### BRIEF
Copy out, character for character, the part of the material that opens with the line containing "Put a marker on every instance of the sleeveless" and closes with the line containing "[(256, 102)]", including both of those lines.

### RECORD LIST
::::::

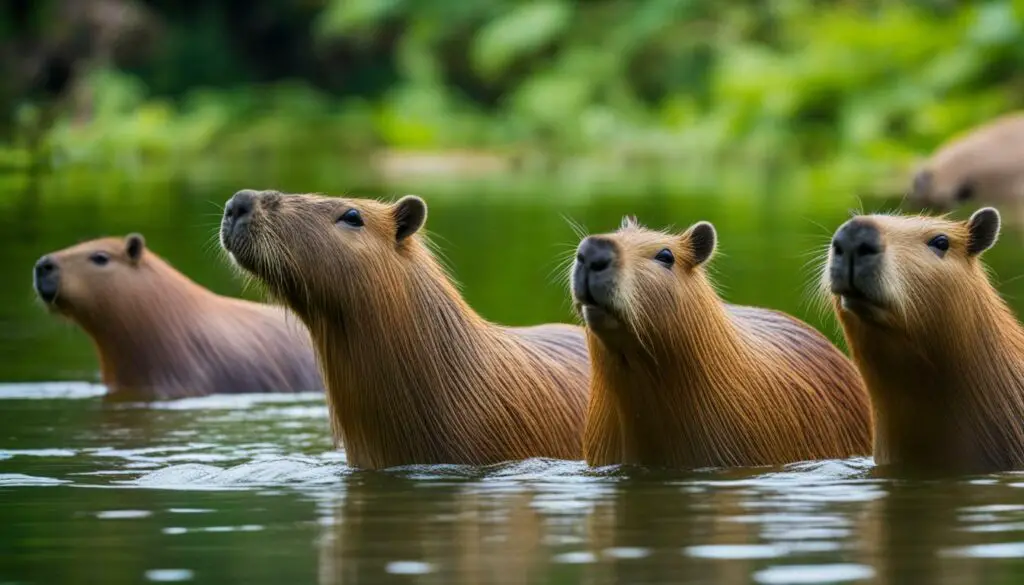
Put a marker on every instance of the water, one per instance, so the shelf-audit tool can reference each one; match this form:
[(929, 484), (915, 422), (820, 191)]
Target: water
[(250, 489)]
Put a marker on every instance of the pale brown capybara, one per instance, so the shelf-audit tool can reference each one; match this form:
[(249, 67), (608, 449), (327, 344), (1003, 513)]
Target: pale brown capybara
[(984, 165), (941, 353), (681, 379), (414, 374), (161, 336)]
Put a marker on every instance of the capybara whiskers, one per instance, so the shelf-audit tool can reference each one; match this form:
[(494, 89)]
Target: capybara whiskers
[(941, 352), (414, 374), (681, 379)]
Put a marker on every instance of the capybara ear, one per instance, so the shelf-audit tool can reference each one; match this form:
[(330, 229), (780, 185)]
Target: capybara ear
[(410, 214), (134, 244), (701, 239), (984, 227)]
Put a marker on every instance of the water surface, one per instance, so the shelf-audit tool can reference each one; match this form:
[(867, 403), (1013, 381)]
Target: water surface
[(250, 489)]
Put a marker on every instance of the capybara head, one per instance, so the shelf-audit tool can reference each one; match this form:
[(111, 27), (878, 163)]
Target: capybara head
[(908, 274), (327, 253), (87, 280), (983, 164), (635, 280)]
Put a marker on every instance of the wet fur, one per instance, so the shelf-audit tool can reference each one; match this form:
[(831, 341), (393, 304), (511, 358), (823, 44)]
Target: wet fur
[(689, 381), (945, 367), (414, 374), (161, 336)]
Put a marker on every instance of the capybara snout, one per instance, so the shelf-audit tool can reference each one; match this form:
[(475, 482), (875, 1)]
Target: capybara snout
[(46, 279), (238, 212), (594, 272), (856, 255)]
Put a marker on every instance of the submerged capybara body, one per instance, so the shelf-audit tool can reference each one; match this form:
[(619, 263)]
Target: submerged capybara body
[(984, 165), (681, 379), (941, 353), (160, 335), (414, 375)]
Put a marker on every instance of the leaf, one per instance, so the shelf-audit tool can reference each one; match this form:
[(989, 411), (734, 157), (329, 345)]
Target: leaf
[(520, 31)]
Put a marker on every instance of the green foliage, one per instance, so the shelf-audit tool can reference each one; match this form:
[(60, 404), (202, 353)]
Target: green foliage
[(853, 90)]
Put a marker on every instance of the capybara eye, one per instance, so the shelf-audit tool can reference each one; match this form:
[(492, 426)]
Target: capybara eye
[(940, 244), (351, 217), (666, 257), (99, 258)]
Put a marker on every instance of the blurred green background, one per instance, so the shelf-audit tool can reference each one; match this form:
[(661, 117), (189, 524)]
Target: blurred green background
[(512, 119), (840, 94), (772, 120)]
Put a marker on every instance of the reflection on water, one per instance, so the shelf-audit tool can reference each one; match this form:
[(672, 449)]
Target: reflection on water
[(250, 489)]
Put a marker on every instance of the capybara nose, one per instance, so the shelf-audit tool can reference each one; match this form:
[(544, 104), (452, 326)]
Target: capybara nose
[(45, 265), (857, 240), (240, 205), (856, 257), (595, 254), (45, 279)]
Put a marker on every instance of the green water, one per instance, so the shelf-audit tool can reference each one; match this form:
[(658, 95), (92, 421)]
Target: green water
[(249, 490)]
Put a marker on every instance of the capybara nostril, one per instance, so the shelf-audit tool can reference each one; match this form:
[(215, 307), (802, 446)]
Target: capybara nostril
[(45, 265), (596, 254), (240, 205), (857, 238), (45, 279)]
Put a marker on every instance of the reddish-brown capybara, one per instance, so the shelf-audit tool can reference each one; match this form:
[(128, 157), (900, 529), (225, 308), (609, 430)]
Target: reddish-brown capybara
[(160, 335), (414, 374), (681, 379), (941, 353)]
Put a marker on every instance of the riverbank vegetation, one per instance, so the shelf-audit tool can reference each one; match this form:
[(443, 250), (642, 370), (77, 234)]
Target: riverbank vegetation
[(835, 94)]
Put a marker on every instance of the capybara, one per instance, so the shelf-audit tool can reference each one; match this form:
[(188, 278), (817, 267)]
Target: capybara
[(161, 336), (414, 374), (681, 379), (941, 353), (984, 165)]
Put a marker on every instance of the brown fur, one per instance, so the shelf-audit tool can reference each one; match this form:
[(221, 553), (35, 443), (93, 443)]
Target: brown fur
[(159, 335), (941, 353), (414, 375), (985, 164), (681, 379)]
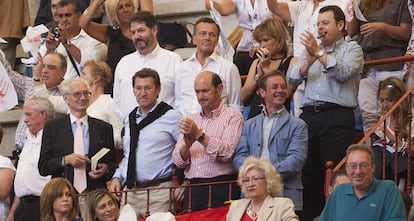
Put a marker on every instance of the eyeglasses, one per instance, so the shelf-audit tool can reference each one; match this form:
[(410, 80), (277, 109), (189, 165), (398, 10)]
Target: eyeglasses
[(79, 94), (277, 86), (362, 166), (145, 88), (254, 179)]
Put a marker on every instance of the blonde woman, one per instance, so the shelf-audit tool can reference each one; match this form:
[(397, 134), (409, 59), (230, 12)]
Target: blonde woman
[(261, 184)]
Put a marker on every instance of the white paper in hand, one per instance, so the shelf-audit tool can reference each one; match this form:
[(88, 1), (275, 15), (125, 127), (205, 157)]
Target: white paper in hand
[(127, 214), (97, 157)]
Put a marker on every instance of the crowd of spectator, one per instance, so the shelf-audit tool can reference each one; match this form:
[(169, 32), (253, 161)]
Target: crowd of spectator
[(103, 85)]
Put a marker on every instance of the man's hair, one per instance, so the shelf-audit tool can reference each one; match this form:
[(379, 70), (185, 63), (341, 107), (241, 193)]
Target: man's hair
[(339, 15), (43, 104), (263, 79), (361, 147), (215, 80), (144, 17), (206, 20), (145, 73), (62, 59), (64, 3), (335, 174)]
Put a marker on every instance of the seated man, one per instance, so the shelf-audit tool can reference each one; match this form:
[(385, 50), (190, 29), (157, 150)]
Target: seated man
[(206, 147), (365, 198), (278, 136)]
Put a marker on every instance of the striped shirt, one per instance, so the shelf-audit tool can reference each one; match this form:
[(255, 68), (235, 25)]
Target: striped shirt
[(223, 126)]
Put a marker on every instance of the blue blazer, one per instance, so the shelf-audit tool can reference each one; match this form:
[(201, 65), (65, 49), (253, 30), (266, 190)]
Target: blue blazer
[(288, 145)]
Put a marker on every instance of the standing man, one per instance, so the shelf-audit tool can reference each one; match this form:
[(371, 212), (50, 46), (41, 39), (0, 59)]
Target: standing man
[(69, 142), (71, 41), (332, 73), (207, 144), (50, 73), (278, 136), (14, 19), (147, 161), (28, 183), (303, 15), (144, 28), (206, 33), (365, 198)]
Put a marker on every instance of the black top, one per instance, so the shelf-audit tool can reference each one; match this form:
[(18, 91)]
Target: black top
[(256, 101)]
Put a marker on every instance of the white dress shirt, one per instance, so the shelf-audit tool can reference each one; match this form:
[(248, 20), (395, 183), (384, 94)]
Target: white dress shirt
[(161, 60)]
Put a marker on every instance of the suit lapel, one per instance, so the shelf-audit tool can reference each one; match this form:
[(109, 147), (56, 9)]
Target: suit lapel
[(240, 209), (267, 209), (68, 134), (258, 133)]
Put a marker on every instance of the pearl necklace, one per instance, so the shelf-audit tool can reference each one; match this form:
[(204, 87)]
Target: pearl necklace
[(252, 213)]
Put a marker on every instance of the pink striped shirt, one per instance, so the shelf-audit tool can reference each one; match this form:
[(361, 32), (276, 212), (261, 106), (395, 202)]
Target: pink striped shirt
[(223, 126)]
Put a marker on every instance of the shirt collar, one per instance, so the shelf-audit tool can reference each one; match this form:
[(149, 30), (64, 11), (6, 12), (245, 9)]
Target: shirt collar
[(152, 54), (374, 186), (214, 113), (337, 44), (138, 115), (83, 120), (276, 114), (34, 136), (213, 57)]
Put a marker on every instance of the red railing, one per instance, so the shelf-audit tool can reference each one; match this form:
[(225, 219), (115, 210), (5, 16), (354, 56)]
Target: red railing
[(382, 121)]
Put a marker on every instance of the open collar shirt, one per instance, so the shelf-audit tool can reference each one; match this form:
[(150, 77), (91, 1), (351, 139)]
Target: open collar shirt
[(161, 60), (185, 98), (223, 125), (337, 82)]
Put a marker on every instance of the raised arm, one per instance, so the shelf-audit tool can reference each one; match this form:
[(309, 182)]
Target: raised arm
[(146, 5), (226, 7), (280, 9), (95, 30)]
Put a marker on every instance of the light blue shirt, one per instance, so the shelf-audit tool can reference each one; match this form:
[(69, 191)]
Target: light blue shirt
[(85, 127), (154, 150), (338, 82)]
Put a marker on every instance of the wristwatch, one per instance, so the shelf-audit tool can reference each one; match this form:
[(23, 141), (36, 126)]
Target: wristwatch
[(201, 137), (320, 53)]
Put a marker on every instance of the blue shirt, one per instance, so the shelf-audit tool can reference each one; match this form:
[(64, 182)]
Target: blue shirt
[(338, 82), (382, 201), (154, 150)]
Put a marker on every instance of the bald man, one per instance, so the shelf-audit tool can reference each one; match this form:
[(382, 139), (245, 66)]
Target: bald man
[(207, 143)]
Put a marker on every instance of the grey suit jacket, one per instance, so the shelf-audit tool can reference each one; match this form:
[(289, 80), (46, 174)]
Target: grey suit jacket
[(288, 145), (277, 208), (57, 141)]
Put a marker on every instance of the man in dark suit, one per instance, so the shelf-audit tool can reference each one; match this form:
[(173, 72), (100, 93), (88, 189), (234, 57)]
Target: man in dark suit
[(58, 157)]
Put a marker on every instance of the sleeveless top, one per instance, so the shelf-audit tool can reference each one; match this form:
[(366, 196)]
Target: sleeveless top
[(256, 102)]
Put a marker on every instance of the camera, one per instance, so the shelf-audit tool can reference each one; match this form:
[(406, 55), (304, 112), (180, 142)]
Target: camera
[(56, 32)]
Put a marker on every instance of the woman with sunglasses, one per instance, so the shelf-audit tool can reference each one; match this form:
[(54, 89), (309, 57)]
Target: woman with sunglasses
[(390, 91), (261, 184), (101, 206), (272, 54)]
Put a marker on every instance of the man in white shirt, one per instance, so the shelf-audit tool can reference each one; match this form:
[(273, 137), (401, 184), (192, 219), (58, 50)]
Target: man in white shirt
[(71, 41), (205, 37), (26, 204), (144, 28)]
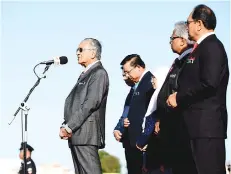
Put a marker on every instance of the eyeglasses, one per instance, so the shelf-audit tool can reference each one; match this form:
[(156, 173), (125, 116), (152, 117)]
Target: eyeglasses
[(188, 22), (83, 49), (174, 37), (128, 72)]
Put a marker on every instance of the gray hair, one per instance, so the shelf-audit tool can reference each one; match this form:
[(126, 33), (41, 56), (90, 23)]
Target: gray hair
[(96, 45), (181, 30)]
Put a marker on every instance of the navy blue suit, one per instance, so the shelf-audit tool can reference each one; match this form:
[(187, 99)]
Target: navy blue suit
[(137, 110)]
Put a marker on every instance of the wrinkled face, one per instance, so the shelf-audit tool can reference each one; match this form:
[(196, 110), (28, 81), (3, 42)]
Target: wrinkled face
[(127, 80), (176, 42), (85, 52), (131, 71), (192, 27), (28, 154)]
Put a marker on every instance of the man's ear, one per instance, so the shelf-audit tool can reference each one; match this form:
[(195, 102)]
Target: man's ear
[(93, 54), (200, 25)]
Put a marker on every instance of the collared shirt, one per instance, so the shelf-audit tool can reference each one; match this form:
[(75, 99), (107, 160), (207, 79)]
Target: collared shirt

::::::

### COMPLETE ANSWER
Put a marker on every instance of the sleeveless top, one per instance, so the shelf-audit tool can reference each one; match this form:
[(366, 196)]
Target: sleeveless top
[(256, 102)]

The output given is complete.